- SET EXERCISE
Rewrite the records below, changing each "with a dot for each instance" to "with one point per instance" and leaving everything else unchanged.

- ENTRIES PROVIDED
****************************************
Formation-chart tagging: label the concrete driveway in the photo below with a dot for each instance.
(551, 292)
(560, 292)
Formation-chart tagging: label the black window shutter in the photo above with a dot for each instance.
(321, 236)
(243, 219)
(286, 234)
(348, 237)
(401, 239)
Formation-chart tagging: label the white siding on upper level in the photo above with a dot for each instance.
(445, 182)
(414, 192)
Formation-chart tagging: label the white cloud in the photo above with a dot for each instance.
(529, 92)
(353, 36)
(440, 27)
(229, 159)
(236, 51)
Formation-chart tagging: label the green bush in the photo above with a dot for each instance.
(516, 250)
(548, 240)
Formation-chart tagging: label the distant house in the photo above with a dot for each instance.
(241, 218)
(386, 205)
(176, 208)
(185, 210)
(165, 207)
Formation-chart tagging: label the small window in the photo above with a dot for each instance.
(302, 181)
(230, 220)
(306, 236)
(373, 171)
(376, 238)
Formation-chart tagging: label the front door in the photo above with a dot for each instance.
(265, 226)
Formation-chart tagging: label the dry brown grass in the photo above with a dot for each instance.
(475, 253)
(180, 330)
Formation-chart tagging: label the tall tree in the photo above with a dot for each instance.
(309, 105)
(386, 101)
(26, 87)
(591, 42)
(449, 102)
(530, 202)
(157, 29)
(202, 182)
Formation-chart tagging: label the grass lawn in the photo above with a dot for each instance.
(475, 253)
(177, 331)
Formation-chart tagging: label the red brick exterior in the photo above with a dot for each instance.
****************************************
- WORKED SOLUTION
Formation-chart tagging: label the concrete driveway in the photo below with one point per instance.
(551, 292)
(560, 292)
Formation-chart tagging: label the black window shutter in the photo above with one point per instance.
(321, 236)
(243, 219)
(286, 234)
(348, 237)
(401, 239)
Formation-chart tagging: label the white siding on upper level in the photo above with one point per instance.
(445, 182)
(414, 192)
Formation-chart tagging: label the white cloud in the photo above with one point per instance.
(529, 92)
(353, 36)
(440, 27)
(229, 159)
(236, 51)
Formation-chart tagging: label the green bush in the photo above with one point per instance.
(516, 250)
(548, 240)
Formation-chart tagging: label the distant house in the photo above with one point per instance.
(241, 218)
(386, 205)
(176, 208)
(185, 210)
(165, 207)
Formation-chart tagging: label the small window in the photo above with one point per instance.
(302, 181)
(230, 220)
(306, 236)
(373, 171)
(376, 238)
Formation-chart tagging: label the front door in the photo above with one point per instance.
(265, 226)
Formation-chart tagging: label the dry brown grass in the photo above with one point per instance.
(475, 253)
(180, 330)
Formation-chart tagging: label the tall tree in the photo above with one point per instance.
(309, 105)
(386, 101)
(26, 87)
(591, 42)
(449, 102)
(530, 202)
(157, 29)
(202, 182)
Formation-chart tagging: label the grass lawn in the photo above with one point per instance.
(475, 253)
(177, 331)
Formation-chart tagging: label the red brick exterior in the photo above with one point per instance.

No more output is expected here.